__PROBLEM TO SOLVE__.
For the listing below, report all lines that hold the word "image".

╭─ MATERIAL FOR THIS TASK

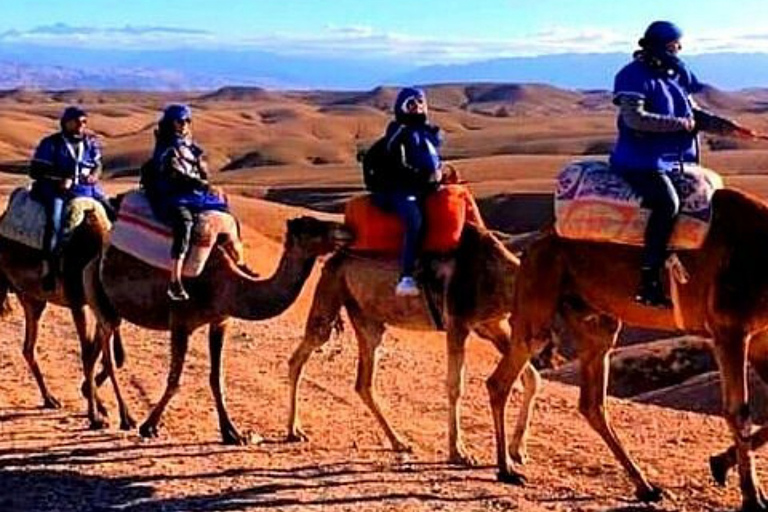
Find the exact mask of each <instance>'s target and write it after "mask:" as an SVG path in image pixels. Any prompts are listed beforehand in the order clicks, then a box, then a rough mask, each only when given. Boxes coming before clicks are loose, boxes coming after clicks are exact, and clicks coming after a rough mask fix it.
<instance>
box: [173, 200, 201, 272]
mask: <svg viewBox="0 0 768 512" xmlns="http://www.w3.org/2000/svg"><path fill="white" fill-rule="evenodd" d="M169 214H170V215H169V216H170V221H171V228H172V229H173V244H172V245H171V258H173V259H175V260H178V259H182V258H183V257H184V256H185V255H186V254H187V251H189V244H190V241H191V240H192V228H193V227H194V225H195V215H194V213H192V210H190V209H189V208H187V207H186V206H176V207H174V208H172V209H171V210H170V211H169Z"/></svg>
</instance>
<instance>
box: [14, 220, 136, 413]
mask: <svg viewBox="0 0 768 512" xmlns="http://www.w3.org/2000/svg"><path fill="white" fill-rule="evenodd" d="M84 215H85V217H84V219H83V222H82V223H81V224H80V225H79V226H78V227H77V228H75V229H74V230H73V231H72V233H71V238H70V239H69V242H68V243H67V244H66V246H64V248H63V251H62V255H61V263H62V272H61V273H59V275H58V279H57V282H56V286H55V289H54V290H52V291H45V290H43V289H42V286H41V277H42V266H43V260H44V257H43V254H42V252H41V251H39V250H37V249H33V248H30V247H28V246H26V245H23V244H21V243H18V242H15V241H13V240H10V239H7V238H4V237H0V303H2V312H3V314H5V313H7V312H9V311H10V303H9V302H8V298H9V294H10V293H11V292H13V293H15V294H16V296H17V298H18V300H19V302H20V303H21V306H22V308H23V309H24V321H25V327H24V359H25V360H26V361H27V364H28V365H29V368H30V370H31V371H32V375H33V376H34V377H35V381H36V382H37V385H38V387H39V389H40V394H41V395H42V398H43V407H44V408H47V409H58V408H60V407H61V404H60V402H59V401H58V400H57V399H56V398H55V397H54V396H53V395H52V394H51V392H50V391H49V390H48V387H47V386H46V384H45V380H44V379H43V374H42V372H41V371H40V367H39V366H38V364H37V360H36V358H35V356H36V351H35V346H36V344H37V335H38V327H39V323H40V317H41V315H42V314H43V311H44V310H45V307H46V305H47V304H48V303H49V302H52V303H54V304H56V305H59V306H63V307H66V308H69V309H70V311H71V312H72V319H73V320H74V323H75V328H76V330H77V336H78V339H79V340H80V348H81V351H80V353H81V359H82V363H83V370H84V372H85V373H86V374H88V373H90V370H89V369H90V368H92V367H93V365H95V363H96V360H97V359H98V356H99V353H100V350H99V349H98V348H95V349H94V346H93V344H92V340H93V338H92V334H91V333H89V329H88V321H87V316H88V315H87V309H86V303H85V296H84V294H83V282H82V273H83V268H84V267H85V265H86V264H87V263H88V262H89V261H90V260H91V259H93V258H94V257H95V256H96V255H97V254H98V253H99V251H100V250H101V247H102V244H103V242H104V241H105V240H106V239H107V236H108V232H109V229H110V226H109V221H108V220H107V218H106V216H105V215H104V214H103V213H101V214H96V212H94V211H93V210H87V211H85V212H84ZM115 335H116V340H115V352H116V353H117V355H118V364H119V365H120V366H121V365H122V360H123V352H122V343H121V341H120V338H119V331H115ZM106 375H107V374H106V373H105V372H102V373H101V374H100V375H99V376H98V377H97V379H96V382H98V383H100V382H102V381H103V380H104V379H105V378H106ZM86 384H87V383H85V384H84V386H83V394H84V396H87V395H88V392H87V387H86ZM96 400H97V401H96V406H97V407H98V408H99V409H100V410H101V411H102V413H105V411H106V408H105V407H104V406H103V404H102V403H101V401H100V400H98V398H97V399H96Z"/></svg>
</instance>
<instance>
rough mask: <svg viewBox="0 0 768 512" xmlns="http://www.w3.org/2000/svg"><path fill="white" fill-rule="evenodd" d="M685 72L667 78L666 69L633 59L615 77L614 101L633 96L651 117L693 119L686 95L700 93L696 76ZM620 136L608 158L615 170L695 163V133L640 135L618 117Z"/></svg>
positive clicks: (666, 72) (667, 167)
mask: <svg viewBox="0 0 768 512" xmlns="http://www.w3.org/2000/svg"><path fill="white" fill-rule="evenodd" d="M683 71H684V72H680V73H677V74H674V75H670V74H669V73H668V72H667V70H666V69H654V68H653V67H652V66H650V65H649V64H648V63H647V62H644V61H643V60H641V59H636V60H634V61H633V62H631V63H630V64H628V65H626V66H625V67H624V68H623V69H622V70H621V71H619V73H618V74H617V75H616V79H615V84H614V91H613V92H614V102H616V103H618V102H619V101H620V99H621V97H622V96H634V97H637V98H640V99H642V100H643V102H644V106H645V109H646V110H647V111H648V112H650V113H653V114H659V115H662V116H671V117H678V118H680V117H692V116H693V106H692V105H691V101H690V99H689V96H690V95H691V94H693V93H696V92H698V91H699V90H700V88H701V85H700V83H699V82H698V80H697V79H696V76H695V75H694V74H693V73H691V72H690V71H688V70H687V69H685V68H683ZM617 124H618V129H619V137H618V140H617V141H616V147H615V149H614V151H613V153H612V155H611V165H612V166H613V167H614V168H615V169H616V170H618V171H622V172H637V171H644V170H659V171H662V172H666V171H669V170H671V169H674V168H676V167H677V166H678V165H679V163H680V162H698V160H699V145H698V140H697V137H696V134H695V133H694V132H688V131H685V130H680V131H677V132H666V133H665V132H643V131H638V130H634V129H632V128H630V127H629V126H627V125H626V124H625V123H624V121H623V120H622V119H621V116H619V119H618V121H617Z"/></svg>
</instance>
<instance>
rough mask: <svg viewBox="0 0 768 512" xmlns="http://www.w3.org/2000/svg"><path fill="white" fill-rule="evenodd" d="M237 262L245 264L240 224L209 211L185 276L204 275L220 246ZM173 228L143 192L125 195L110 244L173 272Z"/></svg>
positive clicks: (119, 212) (188, 258)
mask: <svg viewBox="0 0 768 512" xmlns="http://www.w3.org/2000/svg"><path fill="white" fill-rule="evenodd" d="M217 242H219V243H223V244H222V245H223V248H224V250H225V251H227V253H228V254H229V255H230V256H232V258H233V259H234V260H235V261H238V262H239V261H242V259H243V258H242V251H243V249H242V244H241V242H240V237H239V235H238V229H237V221H236V220H235V218H234V217H233V216H232V215H230V214H229V213H225V212H220V211H214V210H211V211H205V212H202V213H201V214H200V215H198V216H197V218H196V221H195V227H194V230H193V232H192V241H191V245H190V249H189V252H188V253H187V256H186V258H185V260H184V267H183V274H184V275H185V276H187V277H194V276H198V275H200V273H201V272H202V271H203V269H204V268H205V263H206V262H207V261H208V257H209V256H210V254H211V251H212V250H213V247H214V246H215V245H216V243H217ZM172 243H173V233H172V230H171V227H170V226H169V225H167V224H165V223H163V222H162V221H161V220H160V219H158V218H157V217H156V216H155V215H154V213H153V211H152V207H151V206H150V204H149V200H148V199H147V196H146V195H145V194H144V192H142V191H141V190H133V191H130V192H128V193H126V194H125V196H124V197H123V200H122V203H121V204H120V210H119V211H118V214H117V221H116V222H115V225H114V228H113V229H112V232H111V234H110V238H109V244H110V245H112V246H114V247H115V248H116V249H119V250H120V251H122V252H124V253H127V254H130V255H131V256H133V257H134V258H137V259H139V260H141V261H143V262H145V263H147V264H149V265H151V266H153V267H156V268H160V269H164V270H170V269H171V244H172Z"/></svg>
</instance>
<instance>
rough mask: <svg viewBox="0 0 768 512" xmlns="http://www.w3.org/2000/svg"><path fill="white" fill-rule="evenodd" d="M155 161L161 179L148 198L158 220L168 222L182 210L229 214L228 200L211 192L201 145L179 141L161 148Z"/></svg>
mask: <svg viewBox="0 0 768 512" xmlns="http://www.w3.org/2000/svg"><path fill="white" fill-rule="evenodd" d="M153 160H154V163H155V168H156V169H157V176H156V177H155V179H154V180H153V181H152V187H151V188H150V189H148V190H147V196H148V197H149V200H150V203H151V204H152V208H153V210H154V211H155V214H156V215H157V216H158V217H160V218H161V219H164V220H167V219H168V218H169V217H170V215H171V211H172V210H173V209H175V208H178V207H180V206H183V207H186V208H189V209H190V210H191V211H192V212H194V213H198V212H202V211H206V210H220V211H228V206H227V203H226V202H225V201H224V199H223V198H222V197H220V196H219V195H217V194H214V193H213V192H211V190H210V187H209V185H208V181H207V179H208V174H207V172H206V170H205V164H204V161H203V150H202V149H201V148H200V147H199V146H198V145H197V144H195V143H194V142H192V141H190V140H187V139H184V138H182V137H178V138H176V139H175V140H174V141H173V142H172V143H170V144H167V145H157V146H156V147H155V151H154V153H153Z"/></svg>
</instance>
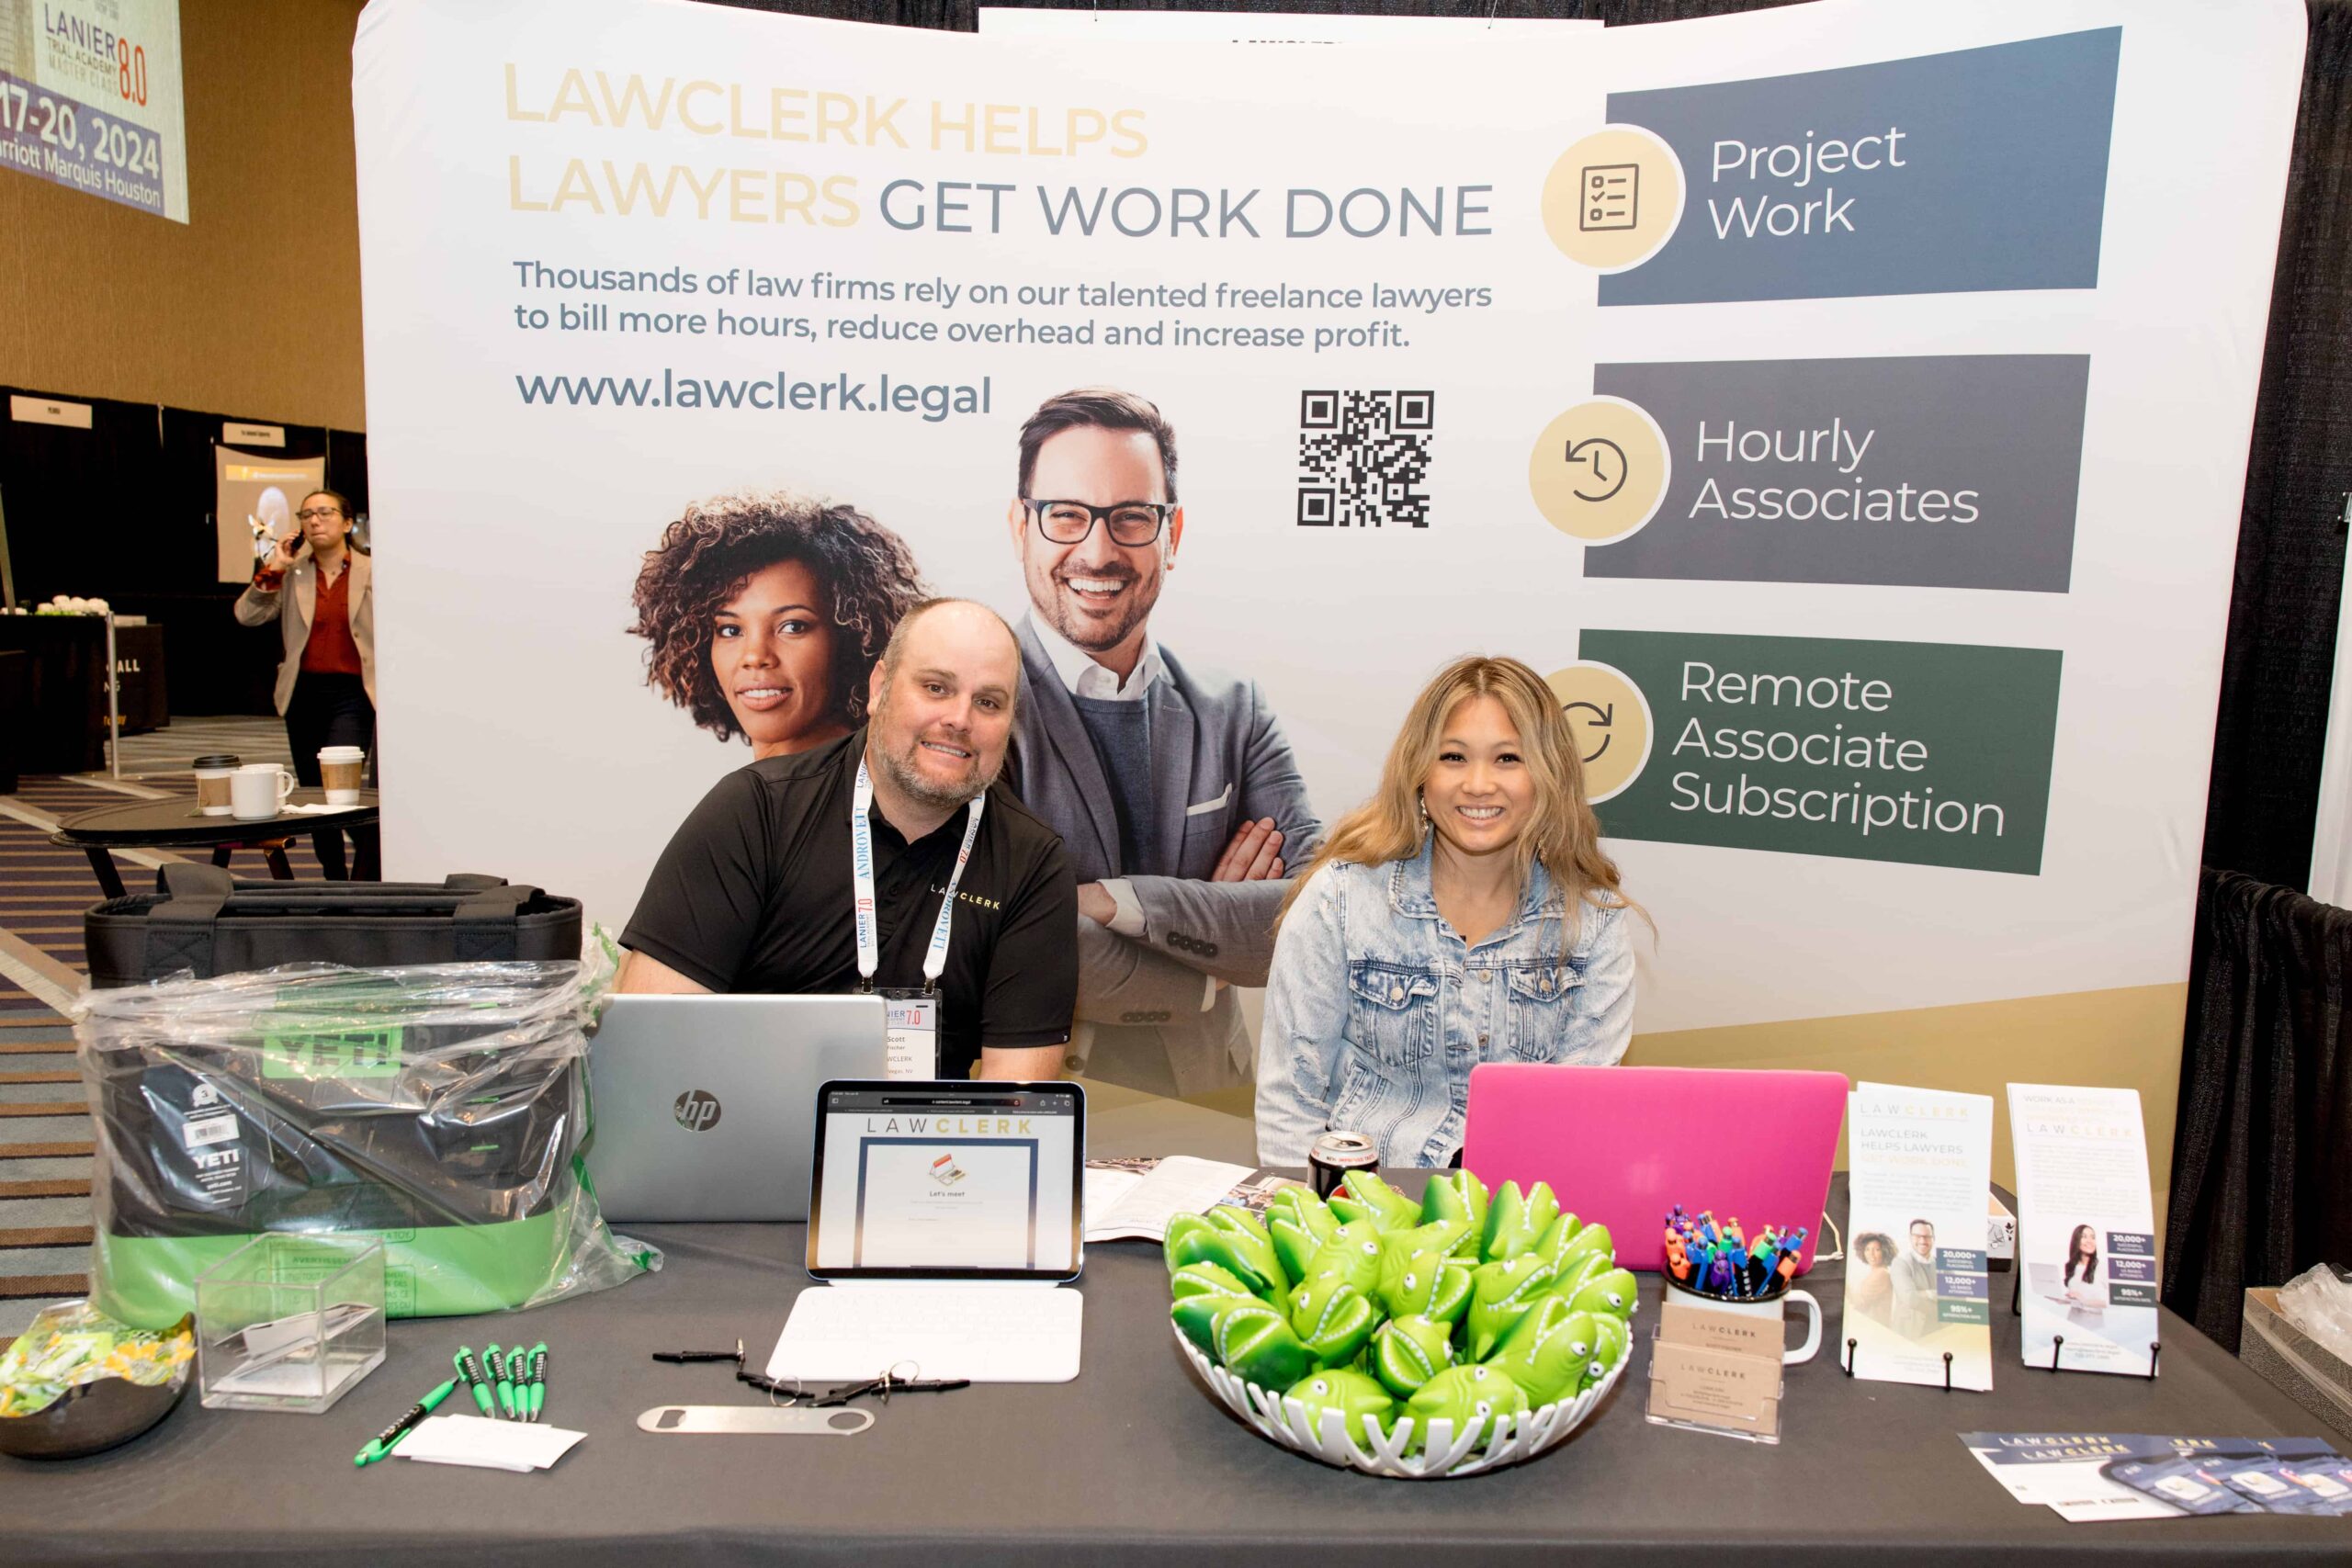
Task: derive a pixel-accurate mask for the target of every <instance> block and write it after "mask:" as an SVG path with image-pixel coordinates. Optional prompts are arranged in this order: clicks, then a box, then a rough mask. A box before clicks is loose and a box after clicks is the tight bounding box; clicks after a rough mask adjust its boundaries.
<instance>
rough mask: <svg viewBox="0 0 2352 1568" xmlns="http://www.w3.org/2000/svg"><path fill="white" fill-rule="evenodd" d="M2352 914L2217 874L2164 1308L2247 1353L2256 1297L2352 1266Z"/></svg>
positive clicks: (2249, 883)
mask: <svg viewBox="0 0 2352 1568" xmlns="http://www.w3.org/2000/svg"><path fill="white" fill-rule="evenodd" d="M2347 971H2352V910H2338V907H2333V905H2324V903H2317V900H2312V898H2305V896H2303V893H2296V891H2293V889H2281V886H2267V884H2263V882H2256V879H2253V877H2241V875H2237V872H2216V870H2209V872H2206V875H2204V884H2201V889H2199V898H2197V957H2194V959H2192V964H2190V1030H2187V1044H2185V1046H2183V1056H2180V1121H2178V1128H2176V1131H2173V1201H2171V1213H2169V1215H2166V1237H2164V1305H2166V1307H2171V1309H2173V1312H2178V1314H2180V1316H2185V1319H2190V1321H2192V1324H2197V1326H2199V1328H2201V1331H2206V1333H2209V1335H2213V1338H2216V1340H2220V1342H2223V1345H2227V1347H2230V1349H2237V1335H2239V1321H2241V1314H2244V1291H2246V1286H2274V1284H2281V1281H2286V1279H2291V1276H2296V1274H2300V1272H2303V1269H2307V1267H2310V1265H2314V1262H2321V1260H2352V1011H2347V1006H2345V1001H2347V990H2345V983H2347V978H2352V973H2347Z"/></svg>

╰─

__SOLUTION__.
Find the exact mask of each <instance>'s target and write it after "mask:" as an SVG path in image pixels. Any prompts are listed beforehand in the order clicks, then a box, then a rough mask, each only when given. Boxes coming before clicks are loose, boxes coming after clicks are exact, and clicks coming after a rough mask fix it.
Task: derive a pixel-accurate mask for the target of every <instance> block and write it after "mask:" as an SVG path with image-pixel coordinates. Optional prompts are arranged in this order: clicks, then a box, then a rough mask. A box before clicks is loose and a box after clicks is the tight bounding box; clicks after a rough mask adjust its boundaries.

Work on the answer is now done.